The year 2017 is thrown around a lot in these parts, with players and coaches alike pointing to that year’s elite defense as a reason to be optimistic even after losing key pieces on the defense and at running back.

But there’s another reason 2019 is like 2017 for Michigan football — an influx of hyped freshmen, many of whom are likely to see playing time on both sides of the ball.

When asked Monday what true freshmen stood out to him, Michigan coach Jim Harbaugh listed off 10 different guys he could see getting playing time. That, to put it mildly, is a lot.

Some of them got mentioned as players who would contribute on special teams, the typical path of a freshman who’s simply blocked by those with more experience. Others, though, got more than a passing mention from Harbaugh and the other coaches.

> [PROBLEM] List each distinct number written in digits in the text about Michigan football's freshmen.

> [LISTED RECORDS]

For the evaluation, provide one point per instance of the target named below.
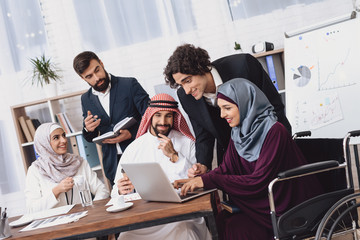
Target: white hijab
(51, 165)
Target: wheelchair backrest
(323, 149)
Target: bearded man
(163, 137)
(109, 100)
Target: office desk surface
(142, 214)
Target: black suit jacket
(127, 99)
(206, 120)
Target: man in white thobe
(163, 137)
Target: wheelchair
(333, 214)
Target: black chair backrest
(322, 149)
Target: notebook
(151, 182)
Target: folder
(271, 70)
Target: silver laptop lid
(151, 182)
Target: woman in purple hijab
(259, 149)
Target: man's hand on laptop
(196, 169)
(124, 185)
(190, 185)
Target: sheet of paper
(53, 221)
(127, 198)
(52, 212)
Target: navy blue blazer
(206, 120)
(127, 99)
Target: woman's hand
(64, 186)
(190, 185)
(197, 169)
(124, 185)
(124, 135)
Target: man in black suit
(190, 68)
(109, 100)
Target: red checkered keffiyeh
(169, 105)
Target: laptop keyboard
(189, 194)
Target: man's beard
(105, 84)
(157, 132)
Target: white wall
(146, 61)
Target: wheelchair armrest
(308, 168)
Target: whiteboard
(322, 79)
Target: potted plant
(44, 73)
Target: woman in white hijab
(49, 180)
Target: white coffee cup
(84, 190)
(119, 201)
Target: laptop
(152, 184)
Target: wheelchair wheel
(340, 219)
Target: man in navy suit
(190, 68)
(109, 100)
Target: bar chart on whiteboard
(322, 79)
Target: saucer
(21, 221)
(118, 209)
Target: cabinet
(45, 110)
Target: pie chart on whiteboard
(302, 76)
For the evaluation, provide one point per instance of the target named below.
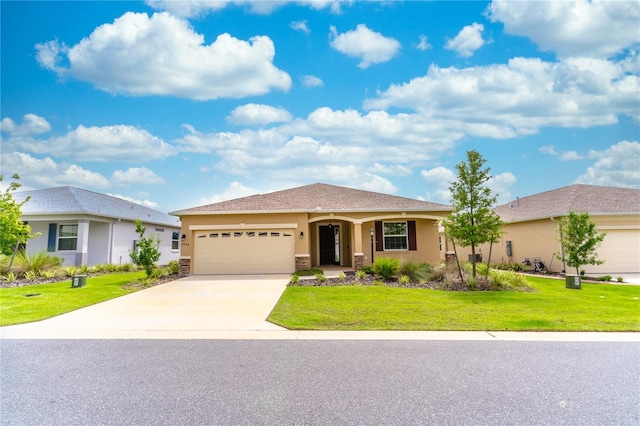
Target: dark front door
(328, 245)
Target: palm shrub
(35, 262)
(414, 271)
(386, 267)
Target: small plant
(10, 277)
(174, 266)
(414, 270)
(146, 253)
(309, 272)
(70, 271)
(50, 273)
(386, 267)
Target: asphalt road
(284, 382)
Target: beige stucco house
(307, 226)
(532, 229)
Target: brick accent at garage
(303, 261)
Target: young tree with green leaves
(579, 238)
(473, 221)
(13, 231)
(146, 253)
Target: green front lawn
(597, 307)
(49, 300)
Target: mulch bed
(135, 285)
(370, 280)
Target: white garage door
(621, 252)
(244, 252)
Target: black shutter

> [RESULT OF THIS TASK] 2017, 2019, 10